Continue the news report about online dating from where it stops.

EXCERPT PROVIDED:
____________________

Monica Godfrey and Andrew Lehrer, who recently moved into a new apartment in New York, make an unlikely couple.

"I grew up on a farm, he grew up in the city. He's Jewish. I'm Catholic," says Godfrey.

But, as CBS News Correspondent Anthony Mason reports, they married in June and friends are still stunned at how they met: on the Internet.

Online dating isn't just for geeks or losers anymore. Tens of millions of singles are now embracing the Internet. Godfrey and Lehrer's courtship began on Match.com. He called himself "smouldering:"

Monica's profile read, "Monica44: accomplished small town girl seeks intelligent muscular man."

Lehrer e-mailed Godfrey his picture.

"I would only date muscular men, so I looked at his legs, and I could tell he was muscular from his legs," says Godfrey. "So I said, 'OK, I can go out with him.'"

She studied the picture very carefully.

"Oh, she's very particular," says Lehrer.

Here's how Match.com works: You post your picture and details in a personal profile. You can even include a video and for $19.95 a month you can contact as many as 9 million daters - try getting that kind of choice in a crowded bar.

"This business is just beginning," says Rufus Griscom, chairman of a network which powers dating sites for 200 clients. "We have a total of about 1 million registered users."

He says eBay.com and HotJobs.com have become hugely popular.

____________________

(Pointing dataset excerpts)

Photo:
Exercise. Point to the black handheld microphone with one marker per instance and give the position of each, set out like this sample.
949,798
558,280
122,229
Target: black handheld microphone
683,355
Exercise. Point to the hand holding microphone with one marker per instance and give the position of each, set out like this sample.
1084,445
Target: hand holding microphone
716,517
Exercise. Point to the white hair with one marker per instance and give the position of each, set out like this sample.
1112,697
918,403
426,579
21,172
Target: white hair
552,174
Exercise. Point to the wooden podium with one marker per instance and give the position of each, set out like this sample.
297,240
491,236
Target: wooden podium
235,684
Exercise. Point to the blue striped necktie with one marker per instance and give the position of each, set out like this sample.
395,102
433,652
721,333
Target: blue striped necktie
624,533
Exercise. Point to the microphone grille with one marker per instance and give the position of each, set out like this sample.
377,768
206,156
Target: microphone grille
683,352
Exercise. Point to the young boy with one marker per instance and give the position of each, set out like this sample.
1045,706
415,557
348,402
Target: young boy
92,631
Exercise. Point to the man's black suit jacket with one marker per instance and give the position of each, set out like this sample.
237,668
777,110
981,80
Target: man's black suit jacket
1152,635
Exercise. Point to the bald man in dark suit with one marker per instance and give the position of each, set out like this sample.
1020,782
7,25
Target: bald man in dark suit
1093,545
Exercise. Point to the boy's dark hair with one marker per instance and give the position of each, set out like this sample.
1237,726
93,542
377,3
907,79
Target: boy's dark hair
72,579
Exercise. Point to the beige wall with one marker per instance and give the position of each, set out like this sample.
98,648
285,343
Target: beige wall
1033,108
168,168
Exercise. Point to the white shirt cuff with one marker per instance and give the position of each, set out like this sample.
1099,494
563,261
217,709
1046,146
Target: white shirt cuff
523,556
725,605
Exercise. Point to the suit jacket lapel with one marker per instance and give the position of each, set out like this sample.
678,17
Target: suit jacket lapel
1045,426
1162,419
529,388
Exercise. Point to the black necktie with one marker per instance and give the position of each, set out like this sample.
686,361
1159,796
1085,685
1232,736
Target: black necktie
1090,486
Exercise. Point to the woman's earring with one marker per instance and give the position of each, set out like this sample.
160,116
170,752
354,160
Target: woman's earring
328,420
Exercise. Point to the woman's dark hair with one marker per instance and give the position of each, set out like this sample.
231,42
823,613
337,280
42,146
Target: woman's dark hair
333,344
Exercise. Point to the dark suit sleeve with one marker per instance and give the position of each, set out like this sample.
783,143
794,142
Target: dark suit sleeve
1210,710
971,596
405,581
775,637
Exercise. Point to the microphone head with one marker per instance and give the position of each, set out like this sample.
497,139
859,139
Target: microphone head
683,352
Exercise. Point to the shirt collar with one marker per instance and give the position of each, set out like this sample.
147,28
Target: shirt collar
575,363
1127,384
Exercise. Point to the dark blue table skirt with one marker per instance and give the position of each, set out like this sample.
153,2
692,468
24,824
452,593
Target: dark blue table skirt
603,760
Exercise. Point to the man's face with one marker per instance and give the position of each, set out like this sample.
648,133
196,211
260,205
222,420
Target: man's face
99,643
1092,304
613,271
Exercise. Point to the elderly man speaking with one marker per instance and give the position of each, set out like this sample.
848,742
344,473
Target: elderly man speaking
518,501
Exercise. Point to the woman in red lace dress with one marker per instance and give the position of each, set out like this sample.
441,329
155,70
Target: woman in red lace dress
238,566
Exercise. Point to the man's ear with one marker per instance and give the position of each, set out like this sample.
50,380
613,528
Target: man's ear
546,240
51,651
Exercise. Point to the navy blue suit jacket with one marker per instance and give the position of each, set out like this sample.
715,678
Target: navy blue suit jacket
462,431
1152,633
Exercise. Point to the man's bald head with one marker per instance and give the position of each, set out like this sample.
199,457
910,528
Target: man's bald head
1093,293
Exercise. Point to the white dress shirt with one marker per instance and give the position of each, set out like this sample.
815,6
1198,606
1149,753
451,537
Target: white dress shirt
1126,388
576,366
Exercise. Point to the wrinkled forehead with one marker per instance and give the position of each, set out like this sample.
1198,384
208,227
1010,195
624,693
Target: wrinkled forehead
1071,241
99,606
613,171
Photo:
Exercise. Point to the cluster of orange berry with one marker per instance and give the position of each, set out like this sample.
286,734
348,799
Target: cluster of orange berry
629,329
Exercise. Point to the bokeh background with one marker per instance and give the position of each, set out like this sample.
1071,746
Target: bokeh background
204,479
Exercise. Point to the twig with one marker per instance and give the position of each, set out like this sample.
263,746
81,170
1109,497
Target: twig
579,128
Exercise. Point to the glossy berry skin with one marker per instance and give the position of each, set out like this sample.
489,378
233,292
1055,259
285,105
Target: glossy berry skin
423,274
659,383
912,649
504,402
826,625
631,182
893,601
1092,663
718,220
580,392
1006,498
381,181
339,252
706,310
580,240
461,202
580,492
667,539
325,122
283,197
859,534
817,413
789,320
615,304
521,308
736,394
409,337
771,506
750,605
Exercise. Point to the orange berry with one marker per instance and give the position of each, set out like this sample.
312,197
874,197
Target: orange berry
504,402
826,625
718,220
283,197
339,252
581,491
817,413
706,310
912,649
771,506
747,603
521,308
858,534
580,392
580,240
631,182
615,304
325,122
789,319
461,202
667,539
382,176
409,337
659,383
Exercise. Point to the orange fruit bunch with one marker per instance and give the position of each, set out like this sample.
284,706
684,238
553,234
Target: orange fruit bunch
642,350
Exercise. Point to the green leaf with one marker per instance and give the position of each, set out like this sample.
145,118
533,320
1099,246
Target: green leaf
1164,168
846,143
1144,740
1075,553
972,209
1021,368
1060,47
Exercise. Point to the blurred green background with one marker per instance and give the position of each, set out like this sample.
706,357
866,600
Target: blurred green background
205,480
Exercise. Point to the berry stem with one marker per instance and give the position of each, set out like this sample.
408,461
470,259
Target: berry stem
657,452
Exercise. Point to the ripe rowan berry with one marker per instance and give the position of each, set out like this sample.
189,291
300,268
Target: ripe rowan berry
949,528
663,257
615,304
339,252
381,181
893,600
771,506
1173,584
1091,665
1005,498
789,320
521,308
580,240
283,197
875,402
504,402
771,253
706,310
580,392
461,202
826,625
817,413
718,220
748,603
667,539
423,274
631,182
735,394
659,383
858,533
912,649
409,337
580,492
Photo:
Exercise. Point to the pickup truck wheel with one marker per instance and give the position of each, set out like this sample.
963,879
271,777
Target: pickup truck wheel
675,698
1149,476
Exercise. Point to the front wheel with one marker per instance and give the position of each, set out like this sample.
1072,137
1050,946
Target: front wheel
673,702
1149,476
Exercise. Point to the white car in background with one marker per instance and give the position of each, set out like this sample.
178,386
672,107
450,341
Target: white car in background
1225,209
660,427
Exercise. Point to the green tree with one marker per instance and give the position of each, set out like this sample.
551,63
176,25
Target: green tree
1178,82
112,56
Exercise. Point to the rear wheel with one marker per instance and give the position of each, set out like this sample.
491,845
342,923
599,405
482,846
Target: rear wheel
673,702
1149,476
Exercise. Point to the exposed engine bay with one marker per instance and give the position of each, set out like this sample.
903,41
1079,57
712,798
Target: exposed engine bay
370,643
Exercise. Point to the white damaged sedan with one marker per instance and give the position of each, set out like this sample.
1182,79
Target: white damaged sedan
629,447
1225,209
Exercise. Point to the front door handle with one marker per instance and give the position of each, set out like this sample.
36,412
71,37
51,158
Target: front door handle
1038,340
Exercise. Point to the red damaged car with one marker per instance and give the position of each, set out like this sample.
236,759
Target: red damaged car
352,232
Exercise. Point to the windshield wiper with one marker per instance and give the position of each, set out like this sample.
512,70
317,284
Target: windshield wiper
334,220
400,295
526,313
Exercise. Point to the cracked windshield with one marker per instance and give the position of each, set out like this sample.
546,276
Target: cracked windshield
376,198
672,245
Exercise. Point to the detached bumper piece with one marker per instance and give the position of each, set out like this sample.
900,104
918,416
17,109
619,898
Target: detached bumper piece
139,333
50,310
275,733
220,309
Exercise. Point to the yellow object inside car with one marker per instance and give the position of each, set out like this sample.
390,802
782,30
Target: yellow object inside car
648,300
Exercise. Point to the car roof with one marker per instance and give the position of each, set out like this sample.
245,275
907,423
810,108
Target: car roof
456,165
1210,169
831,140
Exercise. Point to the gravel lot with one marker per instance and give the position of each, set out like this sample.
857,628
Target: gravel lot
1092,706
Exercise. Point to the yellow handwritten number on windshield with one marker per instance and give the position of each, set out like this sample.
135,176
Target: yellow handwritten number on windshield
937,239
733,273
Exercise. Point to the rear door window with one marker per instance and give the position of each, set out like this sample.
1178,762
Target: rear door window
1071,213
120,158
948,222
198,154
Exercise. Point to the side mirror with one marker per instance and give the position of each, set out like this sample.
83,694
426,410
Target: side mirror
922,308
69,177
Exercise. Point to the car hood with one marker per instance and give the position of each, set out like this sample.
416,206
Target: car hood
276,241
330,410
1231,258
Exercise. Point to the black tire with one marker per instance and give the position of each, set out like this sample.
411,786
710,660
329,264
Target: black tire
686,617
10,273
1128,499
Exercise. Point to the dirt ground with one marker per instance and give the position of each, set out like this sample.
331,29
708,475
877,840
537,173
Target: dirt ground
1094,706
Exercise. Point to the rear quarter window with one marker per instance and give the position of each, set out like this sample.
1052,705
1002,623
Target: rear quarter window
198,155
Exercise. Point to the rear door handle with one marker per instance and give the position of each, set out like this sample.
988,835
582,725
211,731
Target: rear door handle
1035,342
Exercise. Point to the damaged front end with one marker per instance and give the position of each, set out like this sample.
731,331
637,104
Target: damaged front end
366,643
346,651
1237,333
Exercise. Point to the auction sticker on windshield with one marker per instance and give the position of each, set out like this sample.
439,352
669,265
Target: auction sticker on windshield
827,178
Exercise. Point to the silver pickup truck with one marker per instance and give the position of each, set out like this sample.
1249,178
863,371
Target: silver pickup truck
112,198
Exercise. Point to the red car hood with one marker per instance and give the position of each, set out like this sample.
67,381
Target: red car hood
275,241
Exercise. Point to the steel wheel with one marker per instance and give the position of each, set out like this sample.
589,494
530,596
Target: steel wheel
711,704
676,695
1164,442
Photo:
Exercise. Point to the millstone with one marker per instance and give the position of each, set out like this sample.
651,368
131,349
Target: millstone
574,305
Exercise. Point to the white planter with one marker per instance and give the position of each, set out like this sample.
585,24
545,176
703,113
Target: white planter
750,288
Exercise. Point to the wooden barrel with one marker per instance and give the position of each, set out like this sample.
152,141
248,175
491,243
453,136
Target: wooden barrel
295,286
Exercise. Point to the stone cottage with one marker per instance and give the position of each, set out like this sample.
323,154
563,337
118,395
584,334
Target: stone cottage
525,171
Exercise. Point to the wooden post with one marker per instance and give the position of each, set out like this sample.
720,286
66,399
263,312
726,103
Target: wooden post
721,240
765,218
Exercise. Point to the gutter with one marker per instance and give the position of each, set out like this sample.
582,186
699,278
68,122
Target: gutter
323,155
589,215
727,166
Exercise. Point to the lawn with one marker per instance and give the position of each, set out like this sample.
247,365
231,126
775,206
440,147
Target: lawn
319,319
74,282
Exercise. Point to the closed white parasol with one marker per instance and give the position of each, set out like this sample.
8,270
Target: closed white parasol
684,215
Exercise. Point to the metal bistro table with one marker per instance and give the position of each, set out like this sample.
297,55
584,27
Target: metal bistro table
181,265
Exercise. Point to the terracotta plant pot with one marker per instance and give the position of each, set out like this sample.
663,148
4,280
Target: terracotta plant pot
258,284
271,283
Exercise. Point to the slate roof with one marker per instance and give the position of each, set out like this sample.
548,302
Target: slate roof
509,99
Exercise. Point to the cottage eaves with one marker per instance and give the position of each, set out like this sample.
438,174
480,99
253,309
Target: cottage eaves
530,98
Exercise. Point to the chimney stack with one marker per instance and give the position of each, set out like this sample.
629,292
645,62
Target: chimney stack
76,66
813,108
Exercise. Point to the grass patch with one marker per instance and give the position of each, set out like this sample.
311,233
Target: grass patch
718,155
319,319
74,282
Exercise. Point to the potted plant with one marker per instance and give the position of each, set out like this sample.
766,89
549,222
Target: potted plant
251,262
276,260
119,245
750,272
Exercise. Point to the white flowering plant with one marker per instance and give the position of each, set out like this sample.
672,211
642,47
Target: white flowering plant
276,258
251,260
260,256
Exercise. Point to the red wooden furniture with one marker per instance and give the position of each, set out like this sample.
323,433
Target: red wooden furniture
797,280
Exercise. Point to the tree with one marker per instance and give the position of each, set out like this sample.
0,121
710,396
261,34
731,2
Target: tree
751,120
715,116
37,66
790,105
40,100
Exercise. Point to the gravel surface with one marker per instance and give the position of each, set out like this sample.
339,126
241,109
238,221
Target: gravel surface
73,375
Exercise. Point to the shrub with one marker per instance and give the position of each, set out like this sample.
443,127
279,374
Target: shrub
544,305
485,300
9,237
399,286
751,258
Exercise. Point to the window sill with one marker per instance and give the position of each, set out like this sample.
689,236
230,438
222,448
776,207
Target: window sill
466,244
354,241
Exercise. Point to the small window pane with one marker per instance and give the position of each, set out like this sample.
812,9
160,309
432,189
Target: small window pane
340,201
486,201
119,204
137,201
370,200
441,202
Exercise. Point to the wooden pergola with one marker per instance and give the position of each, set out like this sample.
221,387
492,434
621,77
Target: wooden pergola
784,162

____________________

ANSWER TO THE PROBLEM:
"And this is fundamentally the same thing," says Griscom. "It's selling people access to each other. And I think it's taken a longer time to explode, to grow as a business because of this negative stigma. It used to be a desperate thing to do."

Joanne Kaplan doesn't feel desperate.

"I didn't want to go to bars, so I decided to try it," she says.

A 37-year-old computer programmer, she's fishing for a "normal" guy.

"Oh, he's currently separated, that's not good," she says as she surfs for potential mates.

But so far, Kaplan has found mostly mismatches, like the guy she left a phone message for at his home.

"The next day I got a call from his girlfriend who wanted to know who I was and why I was calling her boyfriend," Kaplan recalls.

For better or worse, some 40 million Americans are now visiting dating sites every month.

"It's just an easier medium to meet people," says Godfrey.

And like her and Lehrer, many of them are very happy customers.